** Begin Document text **

Spring has brought with it an unwelcome guest. Yellow dust, called “hwangsa” in Korean, is an annual phenomenon. The dust particles cloud clear skies, causing respiratory ailments. Anti-yellow dust items refer to items aimed at limiting the damage of yellow dust. Ordinary masks, as well as those specially designed to cover the entire face and even the neck, sell well. Baby carriage covers, nose-washes to prevent colds, hwangto (yellow earth) paste packs for skin care, and strips to seal up windows and doors, are also quite popular.
The country’s weather agency used the term, “yellow dust,” for the first time in 1954. Due to the short history of using the word, many people suspect it might be a recent phenomenon. However, the “yellow dust” phenomenon can be traced back to 2,000 years ago.

** End Document text **
** Begin Dataset content **

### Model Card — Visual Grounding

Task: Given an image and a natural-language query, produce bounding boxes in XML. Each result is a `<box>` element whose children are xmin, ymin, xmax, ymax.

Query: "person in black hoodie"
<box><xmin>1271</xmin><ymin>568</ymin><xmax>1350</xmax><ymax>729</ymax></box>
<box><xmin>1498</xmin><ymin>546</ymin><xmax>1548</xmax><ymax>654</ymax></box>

** End Dataset content **

Tasks to carry out:
a) Answer these questions from the text on yellow dust, one per line:
(i) What is yellow dust called in Korean?
(ii) In what year did the country's weather agency first use the term "yellow dust"?
(iii) How far back can the yellow dust phenomenon be traced?
b) Summarize the text on yellow dust in two sentences.
c) Extend the text on yellow dust with a new paragraph that picks up after its final sentence.

Task-by-task results:
a)
(i) Hwangsa
(ii) 1954
(iii) 2,000 years ago

b) Yellow dust, or "hwangsa," returns every spring and causes respiratory ailments, so items meant to limit its damage sell well, including masks, baby carriage covers, nose-washes, skin packs, and window seals. The weather agency first used the term in 1954, but the phenomenon can be traced back 2,000 years.

c)
An ancient record says “dust rain” fell in the 21st year of King Adala’s reign (A.D. 174) during the Silla Kingdom. The “dust rain” referred to what we call “yellow dust,” and it is the first written record of the phenomenon. After that, it was often mentioned in ancient records as “dust rain,” “yellow rain,” “red snow,” “dusty mist,” “blood rain,” etc.
Yellow dust is an annual phenomenon caused by strong spring winds carrying dust from Mongolia and China across Korea.
Major sources: Taklamakan desert, Gobi desert, and Huanghe river basin
Affected area: China, Korea, Japan and southeast Asia
Accelerated desertification of China Year Before the 1960s 1970s-1980s 2000s
Desertification 1,560㎢ 2,100㎢ 2,460㎢
In the areas where the yellow dust originates, it rains in the summer, plants take firm roots in the autumn, and the ground gets frozen in the winter. In spring, however, the frozen earth melts, producing large quantities of dust particles less than 20 µm in size.
Yellow dust originates in Mongolia’s Gobi desert or China’s Taklamakan desert, about 2,000-5,00 km away from Korea. The dust storm can travel such vast distances between the two countries, because the light particles ride on an ascending air current, up to 1,000-8,000 meters above ground and later blow down on a descending current. Dry spring weather in the area of origin, ascending air current, westerlies, and descending air currents work together to create the yellow dust phenomenon.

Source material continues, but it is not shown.